◆ WRITTEN EXERCISE A ◆
Why does the text on Reliance's stock and the Jio filing call the Jio listing India's biggest-ever IPO?
◆ WRITTEN EXERCISE B ◆
In the text on Reliance's stock and the Jio filing, what is the exact passage starting at "Jio’s DRHP Sets" and ending at "run before it."? Reproduce it.

====== PROVIDED TEXT ======

Reliance Industries’ (RIL) stock gained over 2 per cent in intraday deals on Monday and hit a high of Rs 1,345.45 after the company’s 49th annual general meeting on Friday. The same day, Jio Platforms filed a Draft Red Herring Prospectus (DRHP) with the Securities and Exchange Board of India (Sebi) for the Reliance Jio Infocomm initial public offer (IPO). Within hours, Nomura, Emkay Global, Antique Stock Broking, Motilal Oswal and Nuvama reset their notes. Every one of them kept a Buy. The targets now sit between Rs 1,640 and Rs 1,765, and the reasons each house gives for its call diverge as sharply as the price spread.
Jio’s DRHP Sets Up India’s Biggest-Ever IPO
The DRHP filed on Friday gives investors their first concrete shape of what the Jio listing will look like. The structure is a fresh issue only, with no offer for sale from existing investors, and the size pulls Jio past every IPO India has run before it.

====== DATASET ENTRIES ======

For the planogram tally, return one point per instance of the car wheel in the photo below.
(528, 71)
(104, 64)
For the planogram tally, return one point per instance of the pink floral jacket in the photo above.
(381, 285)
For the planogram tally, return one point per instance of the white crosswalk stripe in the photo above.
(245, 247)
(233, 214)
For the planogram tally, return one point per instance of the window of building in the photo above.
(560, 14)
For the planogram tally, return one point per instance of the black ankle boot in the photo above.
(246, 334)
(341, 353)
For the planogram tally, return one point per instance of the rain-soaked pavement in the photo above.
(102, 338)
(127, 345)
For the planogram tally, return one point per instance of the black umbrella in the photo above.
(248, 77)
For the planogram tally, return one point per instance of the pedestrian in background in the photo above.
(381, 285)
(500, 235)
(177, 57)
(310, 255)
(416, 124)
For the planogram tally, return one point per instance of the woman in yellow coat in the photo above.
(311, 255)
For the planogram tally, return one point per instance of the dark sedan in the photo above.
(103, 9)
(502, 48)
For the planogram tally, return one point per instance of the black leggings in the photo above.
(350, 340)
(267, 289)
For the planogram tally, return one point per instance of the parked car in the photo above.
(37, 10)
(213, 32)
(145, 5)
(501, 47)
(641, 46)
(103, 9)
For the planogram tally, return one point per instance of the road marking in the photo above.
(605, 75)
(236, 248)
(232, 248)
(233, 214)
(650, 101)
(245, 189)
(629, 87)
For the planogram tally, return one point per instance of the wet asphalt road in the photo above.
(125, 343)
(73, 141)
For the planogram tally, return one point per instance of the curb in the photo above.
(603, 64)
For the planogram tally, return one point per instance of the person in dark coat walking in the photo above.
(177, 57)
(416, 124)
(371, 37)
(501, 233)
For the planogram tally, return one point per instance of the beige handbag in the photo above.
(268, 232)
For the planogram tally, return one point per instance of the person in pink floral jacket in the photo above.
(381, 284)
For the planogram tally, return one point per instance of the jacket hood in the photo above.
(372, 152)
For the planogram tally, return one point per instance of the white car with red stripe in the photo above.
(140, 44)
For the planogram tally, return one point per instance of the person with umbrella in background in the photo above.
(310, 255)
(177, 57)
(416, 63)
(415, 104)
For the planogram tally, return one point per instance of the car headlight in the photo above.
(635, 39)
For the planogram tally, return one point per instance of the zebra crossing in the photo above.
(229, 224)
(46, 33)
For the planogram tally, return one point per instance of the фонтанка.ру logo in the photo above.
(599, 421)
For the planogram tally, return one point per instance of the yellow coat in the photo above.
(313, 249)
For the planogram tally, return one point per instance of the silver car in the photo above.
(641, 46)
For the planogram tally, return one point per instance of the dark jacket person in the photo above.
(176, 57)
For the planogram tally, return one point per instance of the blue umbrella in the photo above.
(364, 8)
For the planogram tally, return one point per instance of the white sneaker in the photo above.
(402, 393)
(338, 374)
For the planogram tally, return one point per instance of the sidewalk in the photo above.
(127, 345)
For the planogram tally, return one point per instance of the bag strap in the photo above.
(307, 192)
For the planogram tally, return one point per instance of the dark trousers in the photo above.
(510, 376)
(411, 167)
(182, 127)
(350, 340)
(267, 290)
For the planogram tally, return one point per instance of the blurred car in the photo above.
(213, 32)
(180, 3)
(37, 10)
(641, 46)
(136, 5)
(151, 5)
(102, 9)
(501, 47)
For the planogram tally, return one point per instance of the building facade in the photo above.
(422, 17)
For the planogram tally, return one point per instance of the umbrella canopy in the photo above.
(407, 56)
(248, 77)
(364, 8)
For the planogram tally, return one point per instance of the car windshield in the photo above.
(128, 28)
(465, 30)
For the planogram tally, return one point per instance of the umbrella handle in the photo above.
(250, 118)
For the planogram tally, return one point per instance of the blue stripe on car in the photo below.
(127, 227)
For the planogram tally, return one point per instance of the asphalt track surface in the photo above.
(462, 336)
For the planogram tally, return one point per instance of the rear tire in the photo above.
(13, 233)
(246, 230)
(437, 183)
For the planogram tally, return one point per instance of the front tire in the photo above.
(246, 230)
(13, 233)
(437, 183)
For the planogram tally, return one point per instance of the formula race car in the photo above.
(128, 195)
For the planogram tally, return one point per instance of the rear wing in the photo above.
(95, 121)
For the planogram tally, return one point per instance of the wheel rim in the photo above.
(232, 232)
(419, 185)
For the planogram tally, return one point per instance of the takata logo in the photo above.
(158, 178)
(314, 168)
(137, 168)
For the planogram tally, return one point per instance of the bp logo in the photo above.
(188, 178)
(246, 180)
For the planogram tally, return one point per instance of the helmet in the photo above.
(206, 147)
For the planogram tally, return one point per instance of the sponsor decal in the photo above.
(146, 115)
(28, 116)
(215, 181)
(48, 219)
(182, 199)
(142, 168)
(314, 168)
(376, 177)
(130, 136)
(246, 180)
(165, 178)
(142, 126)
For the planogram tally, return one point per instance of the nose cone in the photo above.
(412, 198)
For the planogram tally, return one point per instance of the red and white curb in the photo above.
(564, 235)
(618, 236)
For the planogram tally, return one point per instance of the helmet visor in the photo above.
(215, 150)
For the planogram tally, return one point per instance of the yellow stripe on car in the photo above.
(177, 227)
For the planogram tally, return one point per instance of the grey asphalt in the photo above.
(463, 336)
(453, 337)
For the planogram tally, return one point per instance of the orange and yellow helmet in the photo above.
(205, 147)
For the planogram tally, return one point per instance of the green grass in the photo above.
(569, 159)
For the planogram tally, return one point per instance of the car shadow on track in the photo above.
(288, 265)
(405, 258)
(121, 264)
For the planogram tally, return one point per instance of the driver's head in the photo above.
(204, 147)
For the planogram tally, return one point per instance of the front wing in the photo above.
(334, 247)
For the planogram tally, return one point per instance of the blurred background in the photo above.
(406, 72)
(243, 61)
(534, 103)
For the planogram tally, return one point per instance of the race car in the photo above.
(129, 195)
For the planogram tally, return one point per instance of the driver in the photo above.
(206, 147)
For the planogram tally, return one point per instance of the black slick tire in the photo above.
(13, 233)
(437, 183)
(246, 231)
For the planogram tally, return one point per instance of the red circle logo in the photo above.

======

◆ TASK SOLUTION A ◆
Its size pulls Jio past every IPO India has run before it.

◆ TASK SOLUTION B ◆
Jio’s DRHP Sets Up India’s Biggest-Ever IPO
The DRHP filed on Friday gives investors their first concrete shape of what the Jio listing will look like. The structure is a fresh issue only, with no offer for sale from existing investors, and the size pulls Jio past every IPO India has run before it.